* **Task requirements**
Which lines run from the line with "Target: covered screened" through the line with "Output: one point per instance of the oval" in the entries below? Print them exactly, both ends included, and nothing more.

* **The records**
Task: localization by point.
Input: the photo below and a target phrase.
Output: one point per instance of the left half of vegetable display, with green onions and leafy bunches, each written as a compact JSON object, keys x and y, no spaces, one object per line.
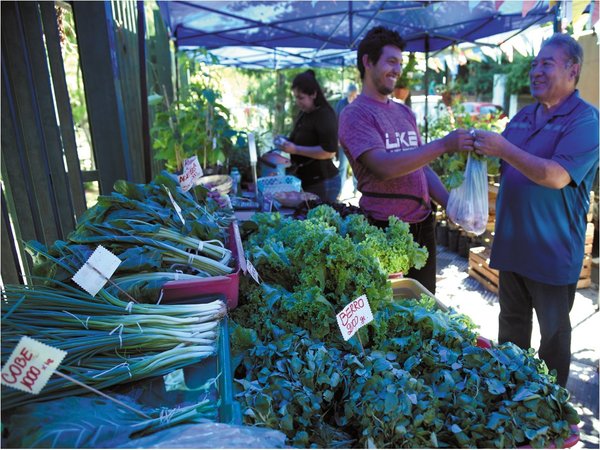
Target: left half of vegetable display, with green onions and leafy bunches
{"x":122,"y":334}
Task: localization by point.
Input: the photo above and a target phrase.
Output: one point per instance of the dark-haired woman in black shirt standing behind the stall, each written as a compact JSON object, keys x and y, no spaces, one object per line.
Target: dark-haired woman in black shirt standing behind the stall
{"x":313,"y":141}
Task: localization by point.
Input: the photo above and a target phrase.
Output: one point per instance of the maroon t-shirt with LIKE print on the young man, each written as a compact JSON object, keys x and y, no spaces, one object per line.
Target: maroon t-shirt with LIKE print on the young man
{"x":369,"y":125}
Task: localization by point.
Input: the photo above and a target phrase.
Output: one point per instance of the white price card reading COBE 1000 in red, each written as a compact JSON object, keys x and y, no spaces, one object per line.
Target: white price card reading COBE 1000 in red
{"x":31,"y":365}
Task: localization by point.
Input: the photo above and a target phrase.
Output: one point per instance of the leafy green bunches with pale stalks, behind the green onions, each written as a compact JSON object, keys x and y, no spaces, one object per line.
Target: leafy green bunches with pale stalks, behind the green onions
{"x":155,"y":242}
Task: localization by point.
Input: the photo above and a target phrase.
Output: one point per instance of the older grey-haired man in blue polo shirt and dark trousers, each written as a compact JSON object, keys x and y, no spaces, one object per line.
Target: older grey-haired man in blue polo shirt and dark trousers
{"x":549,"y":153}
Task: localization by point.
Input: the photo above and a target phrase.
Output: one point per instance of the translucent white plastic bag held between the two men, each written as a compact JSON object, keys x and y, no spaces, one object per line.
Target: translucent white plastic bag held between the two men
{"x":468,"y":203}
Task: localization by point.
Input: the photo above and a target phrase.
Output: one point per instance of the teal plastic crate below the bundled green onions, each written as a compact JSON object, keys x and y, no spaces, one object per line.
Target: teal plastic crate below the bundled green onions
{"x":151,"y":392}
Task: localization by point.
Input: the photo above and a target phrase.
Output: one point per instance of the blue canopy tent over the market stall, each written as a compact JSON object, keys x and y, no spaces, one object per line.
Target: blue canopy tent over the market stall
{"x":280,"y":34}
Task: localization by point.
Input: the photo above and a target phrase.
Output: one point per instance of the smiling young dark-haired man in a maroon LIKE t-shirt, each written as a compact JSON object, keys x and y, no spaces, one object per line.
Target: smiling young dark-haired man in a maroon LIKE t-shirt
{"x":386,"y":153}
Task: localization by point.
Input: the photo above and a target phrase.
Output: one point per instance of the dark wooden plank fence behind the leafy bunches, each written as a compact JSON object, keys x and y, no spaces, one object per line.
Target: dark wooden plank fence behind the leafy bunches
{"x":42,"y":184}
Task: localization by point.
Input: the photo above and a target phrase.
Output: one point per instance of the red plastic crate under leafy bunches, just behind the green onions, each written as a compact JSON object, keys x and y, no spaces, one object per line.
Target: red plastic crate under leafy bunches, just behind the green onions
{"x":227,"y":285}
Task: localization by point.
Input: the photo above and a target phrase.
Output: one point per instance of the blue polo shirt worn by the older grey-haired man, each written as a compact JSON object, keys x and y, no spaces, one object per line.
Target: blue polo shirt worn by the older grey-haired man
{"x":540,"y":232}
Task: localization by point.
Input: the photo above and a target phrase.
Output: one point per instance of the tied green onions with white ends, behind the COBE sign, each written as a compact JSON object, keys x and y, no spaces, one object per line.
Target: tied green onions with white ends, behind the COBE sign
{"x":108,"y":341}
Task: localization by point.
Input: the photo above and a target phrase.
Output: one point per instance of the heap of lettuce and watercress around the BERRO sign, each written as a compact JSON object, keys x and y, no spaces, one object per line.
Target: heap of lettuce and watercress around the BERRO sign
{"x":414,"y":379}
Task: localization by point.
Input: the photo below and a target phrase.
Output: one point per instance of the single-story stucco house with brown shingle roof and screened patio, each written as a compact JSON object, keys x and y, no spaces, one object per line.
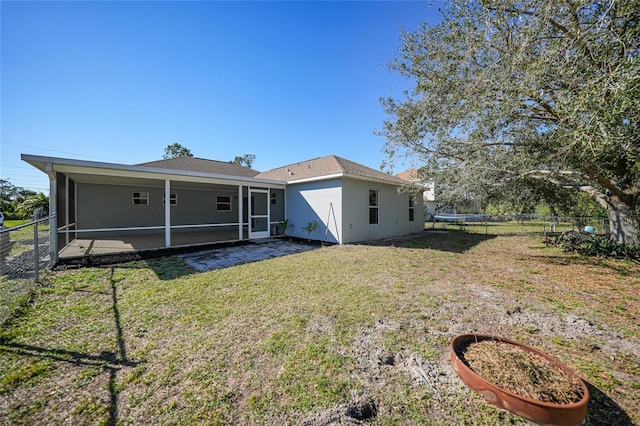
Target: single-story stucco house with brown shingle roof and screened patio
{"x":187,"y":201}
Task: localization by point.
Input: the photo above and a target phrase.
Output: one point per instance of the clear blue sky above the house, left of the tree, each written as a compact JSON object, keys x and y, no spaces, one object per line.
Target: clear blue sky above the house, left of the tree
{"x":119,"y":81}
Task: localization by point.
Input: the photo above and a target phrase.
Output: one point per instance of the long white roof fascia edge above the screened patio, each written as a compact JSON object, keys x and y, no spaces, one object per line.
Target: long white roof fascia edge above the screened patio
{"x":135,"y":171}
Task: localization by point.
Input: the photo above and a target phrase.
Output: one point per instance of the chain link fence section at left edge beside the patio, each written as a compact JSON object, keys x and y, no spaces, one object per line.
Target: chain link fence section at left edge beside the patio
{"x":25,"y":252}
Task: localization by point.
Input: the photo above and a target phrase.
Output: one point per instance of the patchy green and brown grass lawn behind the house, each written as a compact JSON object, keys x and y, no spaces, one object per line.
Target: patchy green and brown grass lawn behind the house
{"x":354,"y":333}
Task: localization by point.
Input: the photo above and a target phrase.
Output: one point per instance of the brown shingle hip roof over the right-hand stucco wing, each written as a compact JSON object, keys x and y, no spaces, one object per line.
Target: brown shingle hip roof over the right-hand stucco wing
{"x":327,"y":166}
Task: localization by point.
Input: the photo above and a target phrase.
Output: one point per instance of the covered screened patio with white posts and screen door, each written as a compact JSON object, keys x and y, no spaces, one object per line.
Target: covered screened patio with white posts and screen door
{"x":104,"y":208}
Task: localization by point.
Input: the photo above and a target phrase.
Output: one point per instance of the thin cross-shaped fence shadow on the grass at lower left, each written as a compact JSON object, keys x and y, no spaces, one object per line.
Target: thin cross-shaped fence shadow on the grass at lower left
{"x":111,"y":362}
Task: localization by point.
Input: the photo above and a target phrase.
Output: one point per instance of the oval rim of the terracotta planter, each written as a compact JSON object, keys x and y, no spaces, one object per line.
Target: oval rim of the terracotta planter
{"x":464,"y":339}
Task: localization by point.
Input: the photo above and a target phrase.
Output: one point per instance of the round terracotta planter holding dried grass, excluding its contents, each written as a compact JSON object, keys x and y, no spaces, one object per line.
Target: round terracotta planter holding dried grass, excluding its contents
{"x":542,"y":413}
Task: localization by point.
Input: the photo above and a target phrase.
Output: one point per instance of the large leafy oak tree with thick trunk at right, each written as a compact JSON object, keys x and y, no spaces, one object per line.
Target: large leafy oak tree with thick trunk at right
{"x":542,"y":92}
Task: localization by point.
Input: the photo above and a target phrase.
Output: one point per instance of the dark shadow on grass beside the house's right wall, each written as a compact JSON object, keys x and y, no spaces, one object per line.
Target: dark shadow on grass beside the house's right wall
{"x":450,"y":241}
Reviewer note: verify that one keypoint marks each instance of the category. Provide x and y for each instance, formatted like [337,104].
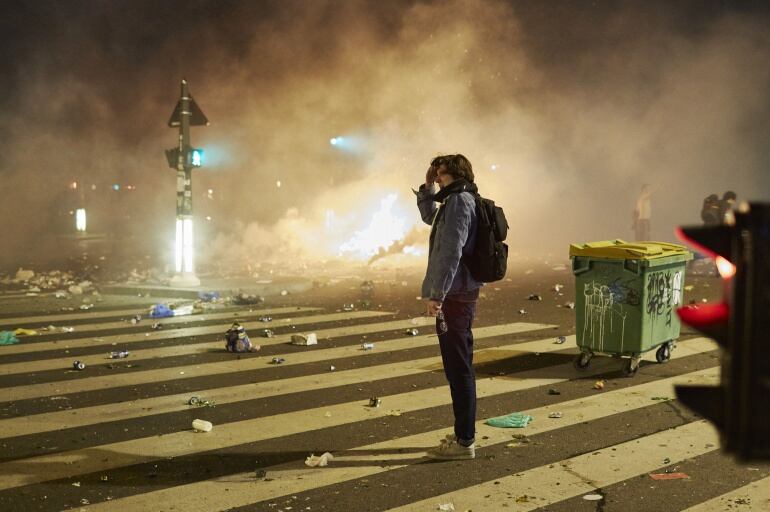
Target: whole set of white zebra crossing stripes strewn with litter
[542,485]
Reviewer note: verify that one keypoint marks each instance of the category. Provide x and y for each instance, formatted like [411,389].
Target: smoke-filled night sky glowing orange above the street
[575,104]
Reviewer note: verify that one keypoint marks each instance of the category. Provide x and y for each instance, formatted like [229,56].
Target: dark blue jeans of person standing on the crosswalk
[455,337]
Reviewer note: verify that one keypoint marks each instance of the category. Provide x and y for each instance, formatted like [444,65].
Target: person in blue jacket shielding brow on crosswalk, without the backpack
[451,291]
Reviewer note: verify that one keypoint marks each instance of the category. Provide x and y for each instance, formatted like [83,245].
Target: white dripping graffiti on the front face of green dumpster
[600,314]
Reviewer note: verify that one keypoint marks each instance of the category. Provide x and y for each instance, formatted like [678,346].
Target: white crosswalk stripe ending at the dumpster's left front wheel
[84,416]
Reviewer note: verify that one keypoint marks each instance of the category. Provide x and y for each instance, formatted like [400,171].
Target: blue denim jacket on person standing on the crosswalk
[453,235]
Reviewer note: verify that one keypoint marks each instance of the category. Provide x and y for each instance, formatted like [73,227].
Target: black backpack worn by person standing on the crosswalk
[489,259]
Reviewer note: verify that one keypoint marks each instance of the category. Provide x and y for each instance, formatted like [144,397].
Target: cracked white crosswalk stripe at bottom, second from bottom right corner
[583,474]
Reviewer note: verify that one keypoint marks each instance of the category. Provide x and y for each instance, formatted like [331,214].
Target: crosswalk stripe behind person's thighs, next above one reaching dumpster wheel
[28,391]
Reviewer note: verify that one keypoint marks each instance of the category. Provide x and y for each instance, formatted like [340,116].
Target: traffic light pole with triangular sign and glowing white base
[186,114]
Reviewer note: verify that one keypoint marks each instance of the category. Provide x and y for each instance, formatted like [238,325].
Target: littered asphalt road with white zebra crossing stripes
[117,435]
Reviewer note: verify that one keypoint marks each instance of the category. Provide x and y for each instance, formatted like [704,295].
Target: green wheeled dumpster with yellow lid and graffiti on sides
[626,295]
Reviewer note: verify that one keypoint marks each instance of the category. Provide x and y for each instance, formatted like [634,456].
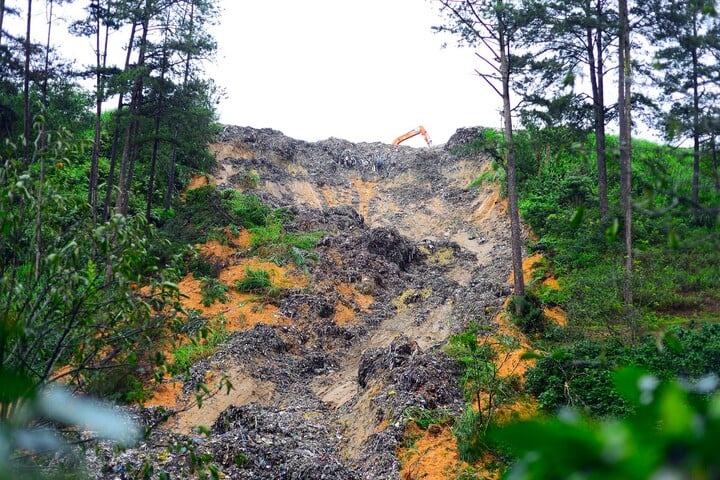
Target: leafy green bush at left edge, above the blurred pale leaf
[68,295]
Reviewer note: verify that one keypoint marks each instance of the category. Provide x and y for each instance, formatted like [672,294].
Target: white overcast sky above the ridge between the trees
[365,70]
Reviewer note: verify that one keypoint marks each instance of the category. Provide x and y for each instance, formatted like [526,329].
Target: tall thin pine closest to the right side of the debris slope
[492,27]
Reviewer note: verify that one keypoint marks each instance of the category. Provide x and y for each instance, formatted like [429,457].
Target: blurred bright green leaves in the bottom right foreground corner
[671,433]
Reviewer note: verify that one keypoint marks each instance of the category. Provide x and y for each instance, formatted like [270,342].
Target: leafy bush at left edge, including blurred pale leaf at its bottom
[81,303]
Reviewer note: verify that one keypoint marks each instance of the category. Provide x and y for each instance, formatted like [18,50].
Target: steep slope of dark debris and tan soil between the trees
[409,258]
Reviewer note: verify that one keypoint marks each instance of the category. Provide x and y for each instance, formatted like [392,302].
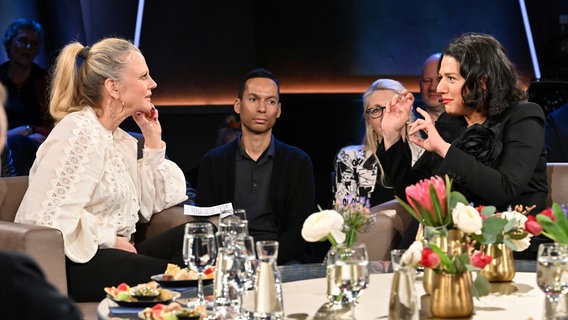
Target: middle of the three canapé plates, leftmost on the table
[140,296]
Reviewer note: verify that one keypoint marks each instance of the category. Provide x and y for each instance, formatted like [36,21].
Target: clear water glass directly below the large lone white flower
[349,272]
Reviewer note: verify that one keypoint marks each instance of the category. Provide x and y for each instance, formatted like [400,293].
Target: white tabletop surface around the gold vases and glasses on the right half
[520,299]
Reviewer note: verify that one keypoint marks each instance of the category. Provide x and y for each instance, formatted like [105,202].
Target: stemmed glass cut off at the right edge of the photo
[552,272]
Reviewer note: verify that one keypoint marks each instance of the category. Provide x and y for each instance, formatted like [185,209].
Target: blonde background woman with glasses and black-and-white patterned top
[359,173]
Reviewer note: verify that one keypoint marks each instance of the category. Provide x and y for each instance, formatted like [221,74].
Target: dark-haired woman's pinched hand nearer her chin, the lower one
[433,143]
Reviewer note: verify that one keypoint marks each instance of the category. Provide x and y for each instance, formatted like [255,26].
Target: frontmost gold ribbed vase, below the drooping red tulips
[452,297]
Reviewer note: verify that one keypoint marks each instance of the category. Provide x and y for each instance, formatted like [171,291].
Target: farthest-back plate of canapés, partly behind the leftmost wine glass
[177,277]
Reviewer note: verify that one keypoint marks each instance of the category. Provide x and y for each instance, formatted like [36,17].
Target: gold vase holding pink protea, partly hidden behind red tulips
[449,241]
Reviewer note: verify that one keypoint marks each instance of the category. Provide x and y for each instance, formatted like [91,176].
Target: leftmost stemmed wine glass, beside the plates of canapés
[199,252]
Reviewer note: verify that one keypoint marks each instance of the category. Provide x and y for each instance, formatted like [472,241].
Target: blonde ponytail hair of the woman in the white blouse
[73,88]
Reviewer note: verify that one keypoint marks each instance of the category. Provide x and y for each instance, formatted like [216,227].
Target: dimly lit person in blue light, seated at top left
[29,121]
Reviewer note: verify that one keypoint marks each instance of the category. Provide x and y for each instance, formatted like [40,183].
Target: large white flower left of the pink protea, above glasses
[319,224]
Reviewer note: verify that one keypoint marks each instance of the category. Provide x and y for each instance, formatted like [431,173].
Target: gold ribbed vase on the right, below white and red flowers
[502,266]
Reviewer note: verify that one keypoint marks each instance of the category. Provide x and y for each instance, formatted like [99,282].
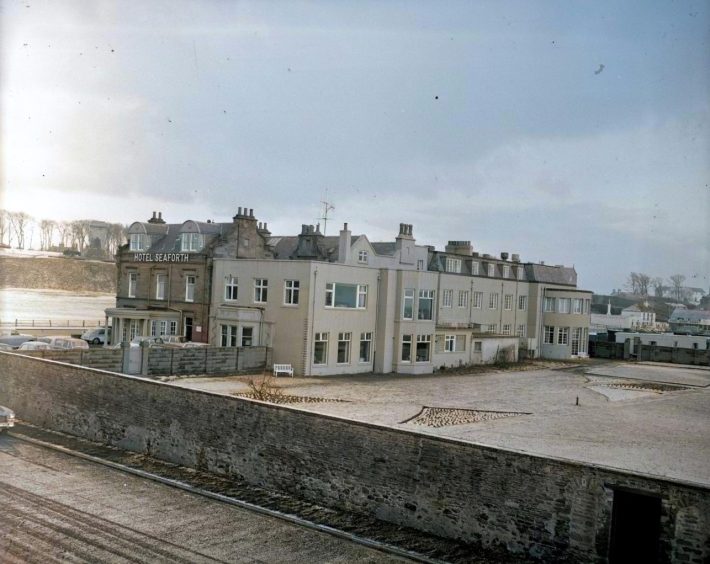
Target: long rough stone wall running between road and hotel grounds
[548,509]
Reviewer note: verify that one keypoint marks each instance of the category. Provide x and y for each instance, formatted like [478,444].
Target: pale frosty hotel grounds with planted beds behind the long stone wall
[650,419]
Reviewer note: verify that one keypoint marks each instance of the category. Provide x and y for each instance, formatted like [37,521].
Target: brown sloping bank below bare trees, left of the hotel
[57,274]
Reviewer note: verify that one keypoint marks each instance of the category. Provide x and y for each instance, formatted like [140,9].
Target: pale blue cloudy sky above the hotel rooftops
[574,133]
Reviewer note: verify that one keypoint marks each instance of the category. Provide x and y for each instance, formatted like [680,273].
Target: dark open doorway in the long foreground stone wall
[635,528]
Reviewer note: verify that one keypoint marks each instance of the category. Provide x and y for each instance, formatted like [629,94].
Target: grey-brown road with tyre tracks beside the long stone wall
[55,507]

* **Solution to this task**
Target: covered screened patio with white posts and screen door
{"x":104,"y":208}
Task: localization by point.
Input: the photo above and a target phrase.
Output: one point per instance of the thin cross-shaped fence shadow on the grass at lower left, each written as a compact JSON object, keys x and y, no spaces, one object per line.
Target: thin cross-shaped fence shadow on the grass at lower left
{"x":111,"y":362}
Task: localization by point.
Input: the photo above and a target phrase.
Output: one point per instance of the oval rim of the terracotta planter, each written as a compact JSON object, keys x and y, no spaces, one object per line.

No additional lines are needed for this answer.